# start of Text segment

How I turned infrastructure relationships into a graph that AI agents can actually query - and found a 'fixed' bug still running in production.

This is a short builder diary from my startup journey: a bunch of customer conversations about "architecture context" (and the usual incident-review pain) turned into an experiment I couldn't stop thinking about.

Skip ahead?

If you're here just for the wow effect, skip to: The wow moment: "Where is this code running?"

The cloud isn't a list of resources. It's a web of relationships.

Kubernetes isn't "a cluster." It's code → image → workload → pod → node → exposure → identity.

Once those relationships live in a graph, your assistants/agents can stop guessing and start answering.

Flow chart showing the code to runtime graph relationships
Click to enlarge
The 'code → runtime' graph: from repo to running pods and permissions

The model (one sentence)

Ingest truth into a graph, then expose MCP tools that return answers + evidence.

Layer 1: baseline graph (Cartography + simple queries)

This is the "out of the box" win: Cartography syncs cloud resources into Neo4j so you can query relationships, not inventories.

What the baseline graph gives you:

Graph Relationships
(EC2Instance) ──MEMBER_OF_EC2_SECURITY_GROUP──> (EC2SecurityGroup)

(EC2SecurityGroup) ──INGRESS──> (EC2SecurityGroupRule {cidr: "0.0.0.0/0", port: 443})

(EC2Instance|AWSUser|AWSRole) ──STS_ASSUMEROLE_ALLOW──> (AWSRole)

MCP tools you can build on Layer 1:

Layer 1 MCP Tools
// "what's risky right now?"
reality_snapshot(region?: string)

// "is this reachable from the internet?"
reachability_explain(target_type: string, target_id: string)

// narrow permission checks
principal_can(principal_type, principal_id, action, resource_type?, resource_id?)

// diff STS_ASSUMEROLE_ALLOW chains between two selections
new_privilege_paths(...)

// power-user escape hatch
execute_cypher_readonly(cypher: string)

Layer 2: heavy lifting (Kubernetes + "which code runs where?")

Layer 1 answers "what's exposed?" and "what can assume what?" for the cloud graph.

Layer 2 answers the question teams actually live in: Where is this code running, what version is live, and what can it reach?

# end of Text segment

§ Given task 1
Answer these questions about the post on infrastructure graphs:
(a) Into which database does Cartography sync cloud resources?
(b) Which MCP tool is labeled the power-user escape hatch?
(c) What three things does Layer 2 answer?
The rows have no connection to the post on infrastructure graphs.

# start of Input material

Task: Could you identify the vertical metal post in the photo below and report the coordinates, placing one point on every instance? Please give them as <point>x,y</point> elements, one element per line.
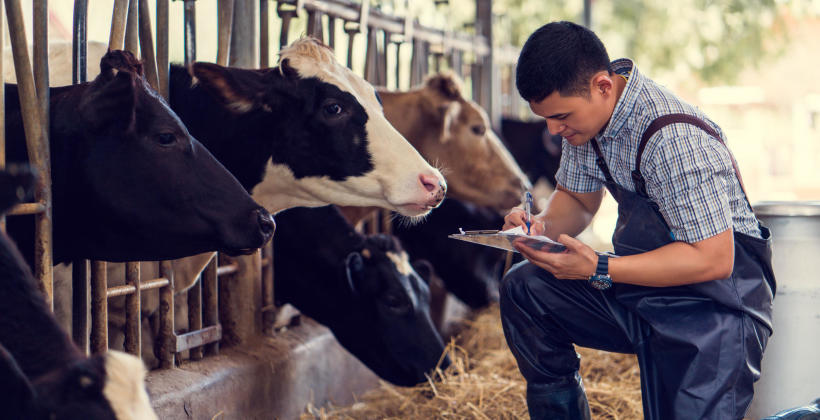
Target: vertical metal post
<point>167,338</point>
<point>37,145</point>
<point>99,307</point>
<point>225,24</point>
<point>162,47</point>
<point>116,38</point>
<point>190,31</point>
<point>132,38</point>
<point>147,45</point>
<point>264,34</point>
<point>81,304</point>
<point>210,302</point>
<point>133,315</point>
<point>195,315</point>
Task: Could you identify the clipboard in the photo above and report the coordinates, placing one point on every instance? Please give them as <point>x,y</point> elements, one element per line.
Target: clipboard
<point>504,239</point>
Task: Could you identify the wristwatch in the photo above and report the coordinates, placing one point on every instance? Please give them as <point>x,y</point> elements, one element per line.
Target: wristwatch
<point>601,280</point>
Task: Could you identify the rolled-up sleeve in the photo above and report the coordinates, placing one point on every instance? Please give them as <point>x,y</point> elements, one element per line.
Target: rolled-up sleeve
<point>573,175</point>
<point>688,174</point>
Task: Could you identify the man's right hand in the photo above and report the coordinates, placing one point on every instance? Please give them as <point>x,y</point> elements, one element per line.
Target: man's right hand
<point>517,217</point>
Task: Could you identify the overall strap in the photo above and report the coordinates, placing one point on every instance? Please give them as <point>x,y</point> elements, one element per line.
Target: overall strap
<point>601,162</point>
<point>662,121</point>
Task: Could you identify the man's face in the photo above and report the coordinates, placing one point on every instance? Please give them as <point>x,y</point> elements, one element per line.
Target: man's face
<point>576,118</point>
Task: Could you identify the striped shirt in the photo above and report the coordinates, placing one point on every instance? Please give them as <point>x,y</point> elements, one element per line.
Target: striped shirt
<point>688,173</point>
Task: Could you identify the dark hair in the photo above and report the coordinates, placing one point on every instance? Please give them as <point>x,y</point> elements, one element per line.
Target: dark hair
<point>559,56</point>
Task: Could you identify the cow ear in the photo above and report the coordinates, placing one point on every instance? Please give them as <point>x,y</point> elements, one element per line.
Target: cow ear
<point>354,267</point>
<point>110,101</point>
<point>16,392</point>
<point>446,85</point>
<point>239,90</point>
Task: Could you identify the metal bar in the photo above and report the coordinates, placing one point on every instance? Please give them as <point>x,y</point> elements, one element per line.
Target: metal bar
<point>194,317</point>
<point>225,24</point>
<point>132,38</point>
<point>128,289</point>
<point>149,64</point>
<point>267,287</point>
<point>349,11</point>
<point>194,339</point>
<point>210,302</point>
<point>37,145</point>
<point>116,39</point>
<point>81,304</point>
<point>162,47</point>
<point>26,208</point>
<point>78,41</point>
<point>264,34</point>
<point>167,340</point>
<point>99,307</point>
<point>190,32</point>
<point>133,318</point>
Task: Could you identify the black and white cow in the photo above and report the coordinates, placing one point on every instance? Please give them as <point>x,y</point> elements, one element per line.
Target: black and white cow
<point>361,287</point>
<point>307,133</point>
<point>469,271</point>
<point>43,375</point>
<point>129,181</point>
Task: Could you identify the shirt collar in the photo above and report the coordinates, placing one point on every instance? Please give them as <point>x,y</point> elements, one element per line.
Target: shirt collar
<point>629,97</point>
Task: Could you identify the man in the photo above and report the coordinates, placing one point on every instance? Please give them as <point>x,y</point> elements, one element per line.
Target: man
<point>691,289</point>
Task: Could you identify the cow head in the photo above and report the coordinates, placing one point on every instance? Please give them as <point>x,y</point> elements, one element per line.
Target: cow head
<point>137,173</point>
<point>104,387</point>
<point>325,133</point>
<point>454,132</point>
<point>401,343</point>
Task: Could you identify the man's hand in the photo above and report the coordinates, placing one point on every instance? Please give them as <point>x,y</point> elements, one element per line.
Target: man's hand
<point>578,262</point>
<point>517,217</point>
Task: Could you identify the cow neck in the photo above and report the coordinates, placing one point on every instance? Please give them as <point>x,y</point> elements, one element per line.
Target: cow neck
<point>238,141</point>
<point>28,330</point>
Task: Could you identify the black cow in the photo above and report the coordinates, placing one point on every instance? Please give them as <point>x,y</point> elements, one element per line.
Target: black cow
<point>361,287</point>
<point>43,375</point>
<point>537,151</point>
<point>129,182</point>
<point>469,271</point>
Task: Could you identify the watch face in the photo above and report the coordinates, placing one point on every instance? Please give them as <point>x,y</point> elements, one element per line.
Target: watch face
<point>600,282</point>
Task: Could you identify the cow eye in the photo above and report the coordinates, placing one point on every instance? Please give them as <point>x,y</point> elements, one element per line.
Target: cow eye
<point>166,139</point>
<point>333,109</point>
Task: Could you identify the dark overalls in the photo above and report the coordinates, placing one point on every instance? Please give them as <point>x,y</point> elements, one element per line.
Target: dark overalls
<point>699,346</point>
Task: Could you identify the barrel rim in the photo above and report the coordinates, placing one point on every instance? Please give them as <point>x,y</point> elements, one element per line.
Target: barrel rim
<point>787,208</point>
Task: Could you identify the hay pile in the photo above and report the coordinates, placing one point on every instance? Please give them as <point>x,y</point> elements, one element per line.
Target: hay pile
<point>484,383</point>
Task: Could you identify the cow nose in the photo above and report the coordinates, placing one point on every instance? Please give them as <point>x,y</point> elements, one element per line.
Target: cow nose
<point>430,182</point>
<point>266,223</point>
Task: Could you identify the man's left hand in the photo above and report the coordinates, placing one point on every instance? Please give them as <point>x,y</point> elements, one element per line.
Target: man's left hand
<point>578,262</point>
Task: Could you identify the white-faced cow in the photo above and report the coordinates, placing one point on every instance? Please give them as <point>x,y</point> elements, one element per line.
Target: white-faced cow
<point>307,133</point>
<point>43,375</point>
<point>362,287</point>
<point>454,132</point>
<point>129,181</point>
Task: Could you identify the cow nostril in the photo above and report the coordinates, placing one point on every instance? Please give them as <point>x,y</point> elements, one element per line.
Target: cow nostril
<point>430,182</point>
<point>266,222</point>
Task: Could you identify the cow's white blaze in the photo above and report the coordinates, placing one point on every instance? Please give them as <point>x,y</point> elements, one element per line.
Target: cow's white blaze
<point>394,181</point>
<point>125,387</point>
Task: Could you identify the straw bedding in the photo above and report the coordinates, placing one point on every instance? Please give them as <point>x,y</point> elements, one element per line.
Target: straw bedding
<point>484,383</point>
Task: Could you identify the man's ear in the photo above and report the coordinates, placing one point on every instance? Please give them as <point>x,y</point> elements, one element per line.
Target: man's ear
<point>239,90</point>
<point>110,101</point>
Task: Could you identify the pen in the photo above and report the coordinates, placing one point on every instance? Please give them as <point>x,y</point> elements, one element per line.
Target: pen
<point>528,209</point>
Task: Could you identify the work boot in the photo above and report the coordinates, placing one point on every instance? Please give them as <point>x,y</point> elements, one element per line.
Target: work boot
<point>809,412</point>
<point>561,400</point>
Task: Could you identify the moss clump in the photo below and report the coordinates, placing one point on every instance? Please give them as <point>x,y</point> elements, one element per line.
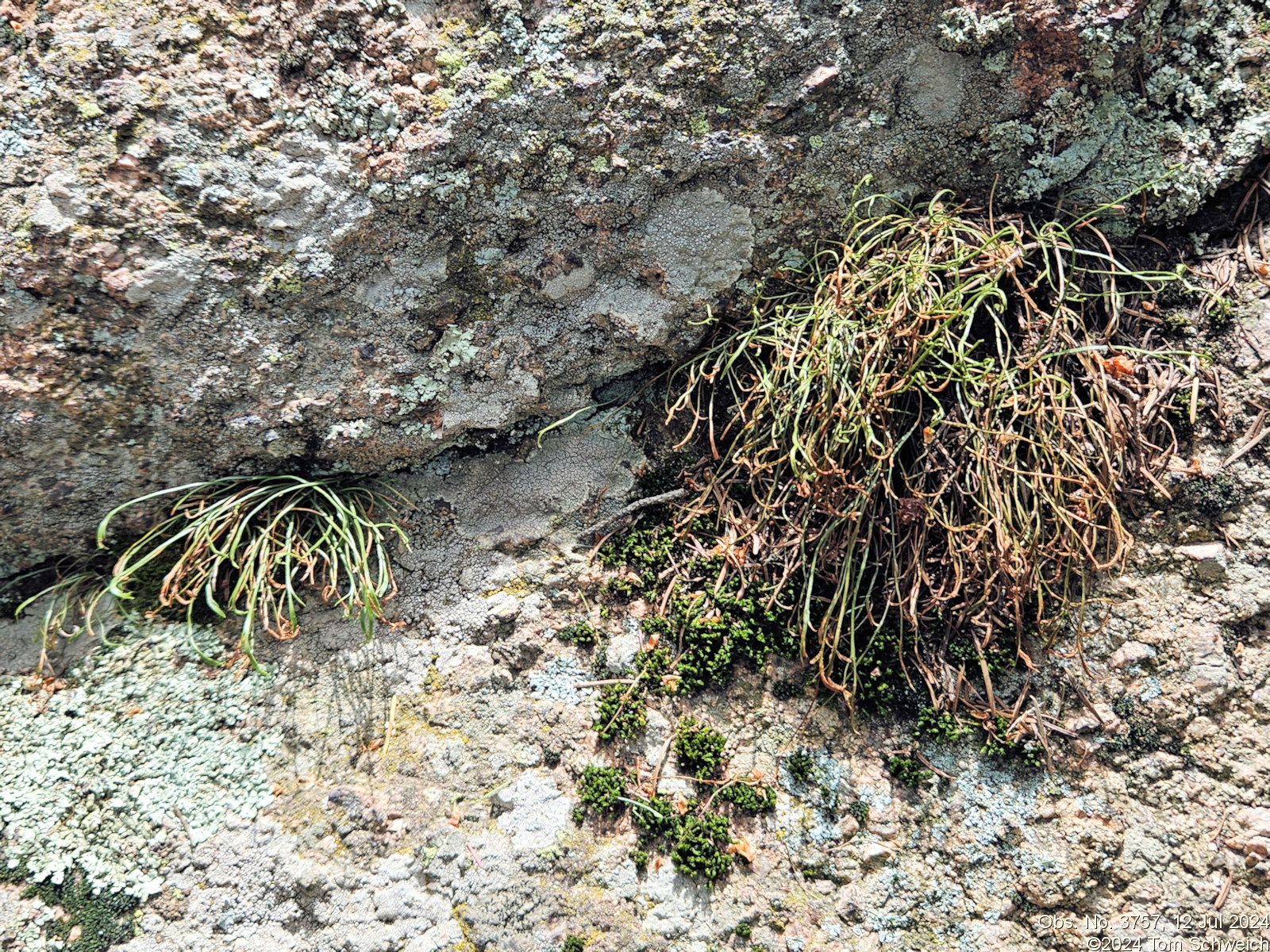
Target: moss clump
<point>583,634</point>
<point>859,809</point>
<point>698,748</point>
<point>1212,495</point>
<point>620,712</point>
<point>698,847</point>
<point>601,789</point>
<point>1143,736</point>
<point>657,816</point>
<point>999,659</point>
<point>937,725</point>
<point>103,918</point>
<point>749,797</point>
<point>908,771</point>
<point>802,766</point>
<point>999,744</point>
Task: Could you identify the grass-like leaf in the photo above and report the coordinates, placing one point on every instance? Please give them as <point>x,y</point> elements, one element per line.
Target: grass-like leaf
<point>933,428</point>
<point>249,547</point>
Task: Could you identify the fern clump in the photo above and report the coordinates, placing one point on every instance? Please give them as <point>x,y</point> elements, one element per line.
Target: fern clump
<point>251,549</point>
<point>924,433</point>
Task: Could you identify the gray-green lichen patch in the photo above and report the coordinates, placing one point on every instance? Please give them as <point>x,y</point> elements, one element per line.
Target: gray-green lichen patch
<point>146,747</point>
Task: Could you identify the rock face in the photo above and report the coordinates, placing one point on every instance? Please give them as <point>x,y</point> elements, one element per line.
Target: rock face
<point>353,234</point>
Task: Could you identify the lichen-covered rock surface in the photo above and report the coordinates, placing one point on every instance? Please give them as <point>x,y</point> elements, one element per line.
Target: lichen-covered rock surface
<point>239,238</point>
<point>423,793</point>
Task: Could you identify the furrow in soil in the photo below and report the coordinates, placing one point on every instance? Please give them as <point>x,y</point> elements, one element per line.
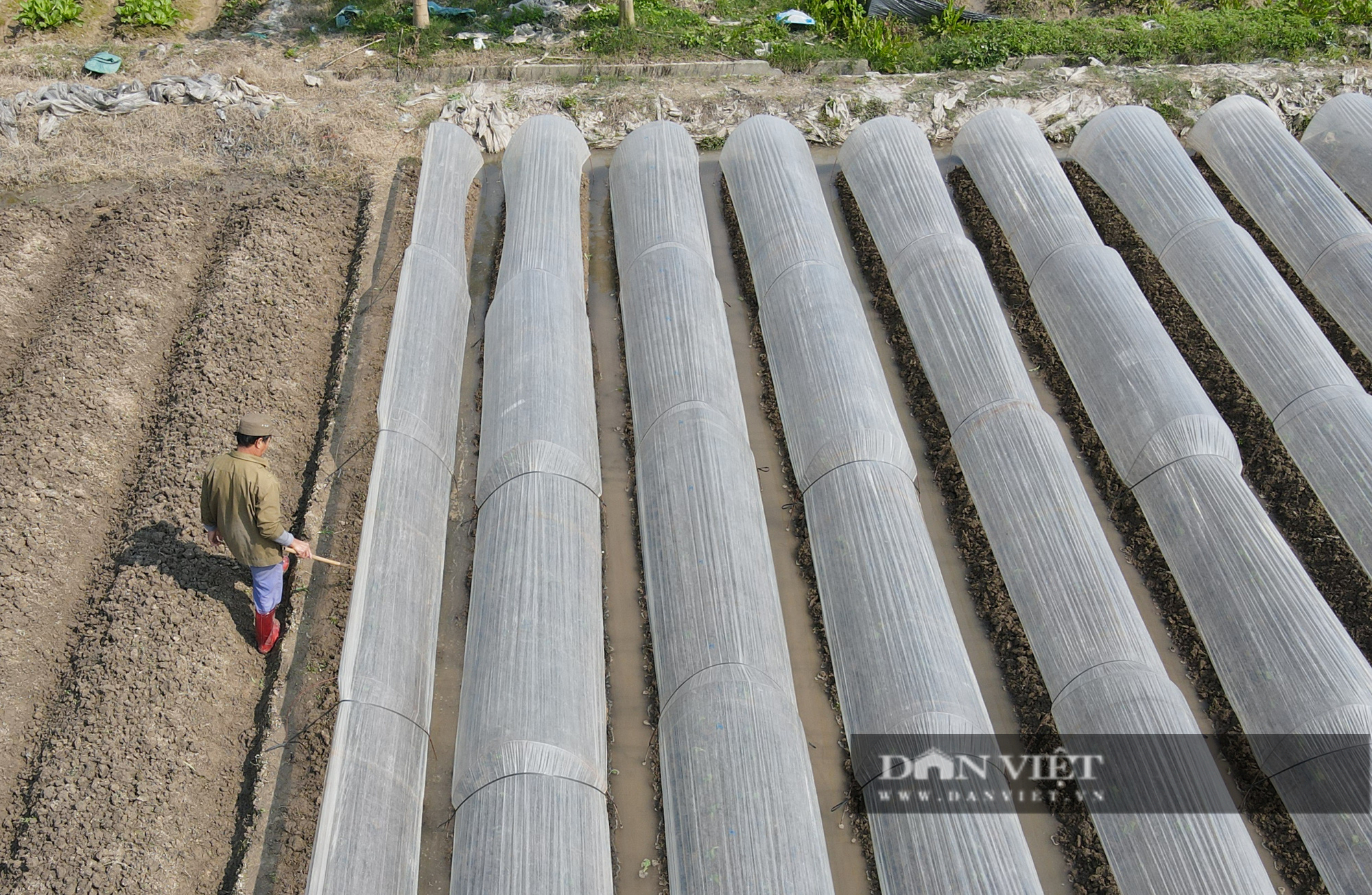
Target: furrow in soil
<point>147,758</point>
<point>76,407</point>
<point>312,685</point>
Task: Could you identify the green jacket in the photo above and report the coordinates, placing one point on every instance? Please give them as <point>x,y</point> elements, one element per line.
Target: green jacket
<point>242,499</point>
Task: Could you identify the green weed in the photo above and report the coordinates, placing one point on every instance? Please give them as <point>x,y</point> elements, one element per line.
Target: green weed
<point>45,14</point>
<point>149,14</point>
<point>949,23</point>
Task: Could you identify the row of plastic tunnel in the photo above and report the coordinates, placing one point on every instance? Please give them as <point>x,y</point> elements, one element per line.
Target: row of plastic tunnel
<point>742,815</point>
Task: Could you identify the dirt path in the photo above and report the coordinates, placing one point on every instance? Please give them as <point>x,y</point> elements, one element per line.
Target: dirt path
<point>292,809</point>
<point>637,831</point>
<point>145,756</point>
<point>79,397</point>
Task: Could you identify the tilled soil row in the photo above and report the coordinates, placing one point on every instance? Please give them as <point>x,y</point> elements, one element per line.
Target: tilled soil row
<point>39,246</point>
<point>146,763</point>
<point>1019,669</point>
<point>1262,803</point>
<point>1285,493</point>
<point>857,806</point>
<point>309,711</point>
<point>78,404</point>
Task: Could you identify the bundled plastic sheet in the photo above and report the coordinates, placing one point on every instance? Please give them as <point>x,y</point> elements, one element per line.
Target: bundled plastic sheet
<point>1314,224</point>
<point>1323,418</point>
<point>1340,138</point>
<point>1286,662</point>
<point>529,772</point>
<point>897,648</point>
<point>739,793</point>
<point>1098,660</point>
<point>368,836</point>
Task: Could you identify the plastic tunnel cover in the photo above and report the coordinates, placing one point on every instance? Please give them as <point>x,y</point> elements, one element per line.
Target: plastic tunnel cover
<point>530,765</point>
<point>739,792</point>
<point>1340,138</point>
<point>1307,216</point>
<point>1153,418</point>
<point>368,835</point>
<point>1216,537</point>
<point>898,654</point>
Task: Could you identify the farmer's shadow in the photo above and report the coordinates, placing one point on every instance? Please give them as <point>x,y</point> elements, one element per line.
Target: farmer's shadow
<point>194,567</point>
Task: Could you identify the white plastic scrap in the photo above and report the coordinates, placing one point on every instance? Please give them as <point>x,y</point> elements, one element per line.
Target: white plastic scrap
<point>485,116</point>
<point>60,101</point>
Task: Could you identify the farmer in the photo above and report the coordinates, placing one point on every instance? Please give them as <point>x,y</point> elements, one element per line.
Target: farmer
<point>241,507</point>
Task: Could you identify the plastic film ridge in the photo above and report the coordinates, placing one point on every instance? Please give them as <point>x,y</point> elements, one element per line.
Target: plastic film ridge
<point>1284,656</point>
<point>529,770</point>
<point>739,792</point>
<point>1155,420</point>
<point>368,835</point>
<point>539,412</point>
<point>897,648</point>
<point>1340,138</point>
<point>1307,216</point>
<point>1316,404</point>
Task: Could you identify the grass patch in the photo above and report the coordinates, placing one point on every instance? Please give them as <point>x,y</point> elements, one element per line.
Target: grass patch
<point>1293,31</point>
<point>1167,34</point>
<point>1183,36</point>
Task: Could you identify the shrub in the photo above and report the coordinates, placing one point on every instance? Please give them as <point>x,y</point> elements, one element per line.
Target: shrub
<point>1356,12</point>
<point>43,14</point>
<point>149,13</point>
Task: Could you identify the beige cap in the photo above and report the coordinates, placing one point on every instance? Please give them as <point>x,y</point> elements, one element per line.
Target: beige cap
<point>256,425</point>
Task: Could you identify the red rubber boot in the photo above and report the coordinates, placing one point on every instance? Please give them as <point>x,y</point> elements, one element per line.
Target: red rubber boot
<point>268,630</point>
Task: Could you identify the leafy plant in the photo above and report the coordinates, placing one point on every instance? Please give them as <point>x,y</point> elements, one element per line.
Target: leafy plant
<point>1314,10</point>
<point>949,23</point>
<point>1356,12</point>
<point>45,14</point>
<point>149,14</point>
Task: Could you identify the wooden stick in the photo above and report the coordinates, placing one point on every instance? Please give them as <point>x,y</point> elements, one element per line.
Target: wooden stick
<point>352,51</point>
<point>323,559</point>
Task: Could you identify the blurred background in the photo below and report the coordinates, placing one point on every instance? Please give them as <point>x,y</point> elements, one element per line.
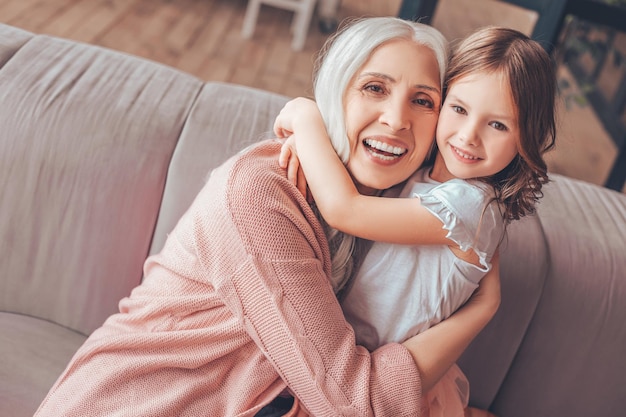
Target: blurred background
<point>204,38</point>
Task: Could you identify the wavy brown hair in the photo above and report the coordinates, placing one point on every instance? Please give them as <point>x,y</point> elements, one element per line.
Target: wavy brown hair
<point>532,78</point>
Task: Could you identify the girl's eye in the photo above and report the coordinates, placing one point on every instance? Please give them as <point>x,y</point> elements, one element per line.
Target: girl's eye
<point>498,126</point>
<point>424,102</point>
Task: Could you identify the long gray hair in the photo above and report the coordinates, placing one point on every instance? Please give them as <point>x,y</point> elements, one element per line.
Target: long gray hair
<point>338,62</point>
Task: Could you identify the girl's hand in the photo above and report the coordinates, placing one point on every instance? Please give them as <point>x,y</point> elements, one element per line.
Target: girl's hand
<point>288,159</point>
<point>294,111</point>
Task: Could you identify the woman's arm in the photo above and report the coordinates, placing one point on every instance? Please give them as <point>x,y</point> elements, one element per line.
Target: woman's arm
<point>396,220</point>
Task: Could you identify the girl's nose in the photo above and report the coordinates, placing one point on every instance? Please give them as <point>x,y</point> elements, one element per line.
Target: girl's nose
<point>468,134</point>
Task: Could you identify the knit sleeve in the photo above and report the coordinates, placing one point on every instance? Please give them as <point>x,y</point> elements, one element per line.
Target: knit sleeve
<point>282,295</point>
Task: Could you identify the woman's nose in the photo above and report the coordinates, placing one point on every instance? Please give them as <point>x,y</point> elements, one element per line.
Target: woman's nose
<point>395,115</point>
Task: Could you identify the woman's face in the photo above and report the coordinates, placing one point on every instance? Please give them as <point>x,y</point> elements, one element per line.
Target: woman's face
<point>391,110</point>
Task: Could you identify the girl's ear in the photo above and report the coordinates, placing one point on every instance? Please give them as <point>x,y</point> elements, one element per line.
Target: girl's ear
<point>432,153</point>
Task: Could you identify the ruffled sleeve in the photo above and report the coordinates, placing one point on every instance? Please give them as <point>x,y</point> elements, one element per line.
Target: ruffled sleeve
<point>466,209</point>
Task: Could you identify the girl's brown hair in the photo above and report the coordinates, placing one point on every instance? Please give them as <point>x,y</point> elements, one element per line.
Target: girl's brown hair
<point>532,79</point>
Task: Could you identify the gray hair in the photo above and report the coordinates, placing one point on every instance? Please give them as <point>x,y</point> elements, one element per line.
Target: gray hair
<point>348,50</point>
<point>340,59</point>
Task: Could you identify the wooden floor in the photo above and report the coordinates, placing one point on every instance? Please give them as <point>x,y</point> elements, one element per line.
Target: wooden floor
<point>203,37</point>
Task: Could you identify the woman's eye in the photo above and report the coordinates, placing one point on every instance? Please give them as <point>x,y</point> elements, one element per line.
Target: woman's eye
<point>424,102</point>
<point>374,88</point>
<point>458,109</point>
<point>498,126</point>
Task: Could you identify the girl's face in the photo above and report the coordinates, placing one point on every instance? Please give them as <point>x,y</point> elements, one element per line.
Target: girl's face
<point>391,110</point>
<point>478,131</point>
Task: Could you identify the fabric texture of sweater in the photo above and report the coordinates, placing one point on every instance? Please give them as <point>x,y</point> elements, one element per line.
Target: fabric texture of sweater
<point>236,308</point>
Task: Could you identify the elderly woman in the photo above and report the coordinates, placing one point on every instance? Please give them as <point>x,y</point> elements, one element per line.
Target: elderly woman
<point>239,308</point>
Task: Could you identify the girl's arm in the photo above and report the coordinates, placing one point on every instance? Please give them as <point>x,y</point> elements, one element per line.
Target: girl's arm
<point>394,220</point>
<point>439,347</point>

# end of Input material

§ Given task 2
Write out the stretch of rows from the line containing "Task: Could you identify the moss" through the line containing "<point>249,547</point>" as a numbered list. Skip blank lines and leave the pictures out.

§ Worked answer 1
(a) Neo4j.
(b) execute_cypher_readonly(cypher: string).
(c) Where the code is running, what version is live, and what it can reach.

§ Worked answer 2
1. Task: Could you identify the moss clump in the photo below and report the coordinates, placing one point on every instance? Please give them as <point>x,y</point> elements, one element per line.
2. Target: moss clump
3. <point>583,634</point>
4. <point>859,809</point>
5. <point>698,748</point>
6. <point>1212,495</point>
7. <point>620,712</point>
8. <point>698,847</point>
9. <point>601,789</point>
10. <point>1143,736</point>
11. <point>657,816</point>
12. <point>999,659</point>
13. <point>937,725</point>
14. <point>103,918</point>
15. <point>749,797</point>
16. <point>908,771</point>
17. <point>802,766</point>
18. <point>999,744</point>
19. Task: Could you identify the grass-like leaf in the photo above and report the coordinates, placing one point on every instance? Please give them as <point>x,y</point> elements, one element per line.
20. Target: grass-like leaf
21. <point>933,428</point>
22. <point>249,547</point>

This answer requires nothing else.